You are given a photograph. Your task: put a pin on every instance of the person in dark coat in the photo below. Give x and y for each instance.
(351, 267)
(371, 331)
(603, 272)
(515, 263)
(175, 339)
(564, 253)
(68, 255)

--- --- ---

## Your goal
Return the whole of the data, character for character.

## Answer to this problem
You are given a photograph. Your task: put a pin on every instance of the person in dark coat in the photo below. Give x and y for each instance.
(351, 267)
(371, 331)
(603, 272)
(515, 263)
(175, 339)
(564, 253)
(68, 255)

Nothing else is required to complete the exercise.